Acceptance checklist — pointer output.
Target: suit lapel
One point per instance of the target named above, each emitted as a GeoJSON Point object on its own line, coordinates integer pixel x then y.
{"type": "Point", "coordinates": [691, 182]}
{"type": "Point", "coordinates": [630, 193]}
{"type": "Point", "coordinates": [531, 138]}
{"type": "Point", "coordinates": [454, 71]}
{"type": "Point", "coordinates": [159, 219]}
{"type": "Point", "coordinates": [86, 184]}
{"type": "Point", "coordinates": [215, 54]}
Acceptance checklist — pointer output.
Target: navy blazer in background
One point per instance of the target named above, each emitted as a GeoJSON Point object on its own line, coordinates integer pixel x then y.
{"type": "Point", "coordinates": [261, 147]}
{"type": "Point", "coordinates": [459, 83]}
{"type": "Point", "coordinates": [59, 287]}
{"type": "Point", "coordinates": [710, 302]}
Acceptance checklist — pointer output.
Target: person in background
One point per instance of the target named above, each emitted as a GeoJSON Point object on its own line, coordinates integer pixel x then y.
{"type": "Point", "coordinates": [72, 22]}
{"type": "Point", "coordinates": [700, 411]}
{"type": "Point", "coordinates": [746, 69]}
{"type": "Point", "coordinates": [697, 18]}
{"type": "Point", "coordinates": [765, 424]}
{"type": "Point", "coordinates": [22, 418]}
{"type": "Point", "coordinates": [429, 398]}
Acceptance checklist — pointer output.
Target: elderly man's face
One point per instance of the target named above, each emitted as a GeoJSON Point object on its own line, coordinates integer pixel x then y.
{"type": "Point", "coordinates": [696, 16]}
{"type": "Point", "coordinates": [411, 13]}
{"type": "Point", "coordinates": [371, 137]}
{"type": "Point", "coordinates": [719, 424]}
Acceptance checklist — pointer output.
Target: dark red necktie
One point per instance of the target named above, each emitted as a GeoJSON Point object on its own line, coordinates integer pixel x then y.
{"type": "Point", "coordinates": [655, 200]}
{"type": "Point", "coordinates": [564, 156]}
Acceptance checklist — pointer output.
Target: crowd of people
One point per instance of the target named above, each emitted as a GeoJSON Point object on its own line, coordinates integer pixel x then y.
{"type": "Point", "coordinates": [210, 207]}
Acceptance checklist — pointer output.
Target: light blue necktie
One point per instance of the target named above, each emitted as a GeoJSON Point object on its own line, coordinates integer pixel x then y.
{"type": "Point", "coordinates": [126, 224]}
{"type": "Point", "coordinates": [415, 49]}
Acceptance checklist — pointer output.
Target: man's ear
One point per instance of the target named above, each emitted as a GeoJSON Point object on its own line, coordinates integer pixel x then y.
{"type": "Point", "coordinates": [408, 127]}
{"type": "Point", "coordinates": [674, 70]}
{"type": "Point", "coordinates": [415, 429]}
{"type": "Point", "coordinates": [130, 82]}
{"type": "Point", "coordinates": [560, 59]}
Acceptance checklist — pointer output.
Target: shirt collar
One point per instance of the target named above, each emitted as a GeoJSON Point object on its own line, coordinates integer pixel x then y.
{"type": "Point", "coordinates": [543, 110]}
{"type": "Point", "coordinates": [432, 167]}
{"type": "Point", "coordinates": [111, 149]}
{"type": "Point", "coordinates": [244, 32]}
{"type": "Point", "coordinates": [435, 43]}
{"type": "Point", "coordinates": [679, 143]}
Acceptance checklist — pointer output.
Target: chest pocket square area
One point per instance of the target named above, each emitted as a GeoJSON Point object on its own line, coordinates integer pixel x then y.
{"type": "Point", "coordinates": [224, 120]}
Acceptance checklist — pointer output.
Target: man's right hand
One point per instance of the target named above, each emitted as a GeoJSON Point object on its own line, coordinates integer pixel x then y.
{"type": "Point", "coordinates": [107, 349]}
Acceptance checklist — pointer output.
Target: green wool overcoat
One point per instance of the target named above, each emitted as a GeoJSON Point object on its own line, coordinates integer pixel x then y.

Set exercise: Reproduce the data in its entirety, matching each character.

Result for this exercise:
Acceptance checklist — pointer output.
Target: suit lapel
One point per instance of the target named above, each emitted as a GeoJSON Point object on its own line, coordinates integer pixel x then y.
{"type": "Point", "coordinates": [691, 182]}
{"type": "Point", "coordinates": [630, 193]}
{"type": "Point", "coordinates": [531, 138]}
{"type": "Point", "coordinates": [454, 71]}
{"type": "Point", "coordinates": [159, 219]}
{"type": "Point", "coordinates": [86, 184]}
{"type": "Point", "coordinates": [215, 54]}
Acceptance checklist — pointer output.
Target: navy blazer in background
One point per instance of the target named above, each emitted as a GeoJSON Point object on its own line, coordinates integer pixel x then y.
{"type": "Point", "coordinates": [261, 147]}
{"type": "Point", "coordinates": [459, 83]}
{"type": "Point", "coordinates": [59, 287]}
{"type": "Point", "coordinates": [710, 302]}
Acceptance checklist — pointer output.
Target: person in background
One point per instance of the target named above, each emitted as a GeoJSON Point object on its own line, coordinates integer pixel x then y.
{"type": "Point", "coordinates": [72, 22]}
{"type": "Point", "coordinates": [700, 411]}
{"type": "Point", "coordinates": [746, 69]}
{"type": "Point", "coordinates": [697, 18]}
{"type": "Point", "coordinates": [765, 424]}
{"type": "Point", "coordinates": [22, 418]}
{"type": "Point", "coordinates": [429, 398]}
Acceptance checklist — pointer output.
Target: elderly man's face
One point per instance of the target named above, each emitted as a GeoJSON Point object on its own line, coordinates integer pixel x then y.
{"type": "Point", "coordinates": [696, 16]}
{"type": "Point", "coordinates": [411, 13]}
{"type": "Point", "coordinates": [371, 137]}
{"type": "Point", "coordinates": [719, 424]}
Acceptance checklist — pointer output.
Target: dark red necktie
One point per instance of the target named above, each emitted as a GeoJSON Point object on its own line, coordinates integer pixel x then y.
{"type": "Point", "coordinates": [655, 200]}
{"type": "Point", "coordinates": [564, 156]}
Acceptance checklist — pointer output.
Target: crowd of people
One point per instance of the target named above, each emitted as a GeoJSON Point object on its own line, coordinates integer pixel x then y.
{"type": "Point", "coordinates": [210, 207]}
Acceptance checklist — pointer output.
Target: light blue necktie
One point per instance of the target named above, each emitted as a GeoJSON Point object on its own line, coordinates integer pixel x then y.
{"type": "Point", "coordinates": [126, 224]}
{"type": "Point", "coordinates": [415, 49]}
Acceptance checklist — pointer output.
Target: man's ear
One point per instance of the target named above, each emitted as a GeoJSON Point object on its own line, coordinates integer pixel x then y.
{"type": "Point", "coordinates": [408, 127]}
{"type": "Point", "coordinates": [674, 70]}
{"type": "Point", "coordinates": [415, 429]}
{"type": "Point", "coordinates": [130, 82]}
{"type": "Point", "coordinates": [560, 59]}
Acceptance checklist — pointer output.
Target: shirt collar
One point per instance of the target named above, each emitted as a GeoJSON Point object on its own line, coordinates integer pixel x then y.
{"type": "Point", "coordinates": [543, 110]}
{"type": "Point", "coordinates": [432, 167]}
{"type": "Point", "coordinates": [111, 149]}
{"type": "Point", "coordinates": [244, 32]}
{"type": "Point", "coordinates": [435, 43]}
{"type": "Point", "coordinates": [679, 143]}
Acceptance checklist — pointer output.
Target: chest pocket square area
One point per instance of the target named above, each emitted as a GeoJSON Point object on its own line, coordinates integer pixel x then y.
{"type": "Point", "coordinates": [224, 120]}
Acceptance checklist — pointer output.
Target: man's right hand
One point per instance of the target named above, each emitted as a GeoJSON Point object on its own line, coordinates integer pixel x then y.
{"type": "Point", "coordinates": [107, 349]}
Acceptance checklist — pointer output.
Target: green wool overcoat
One point per instance of the target named above, each emitted as a GeoJSON Point object on its own line, coordinates integer pixel x then y.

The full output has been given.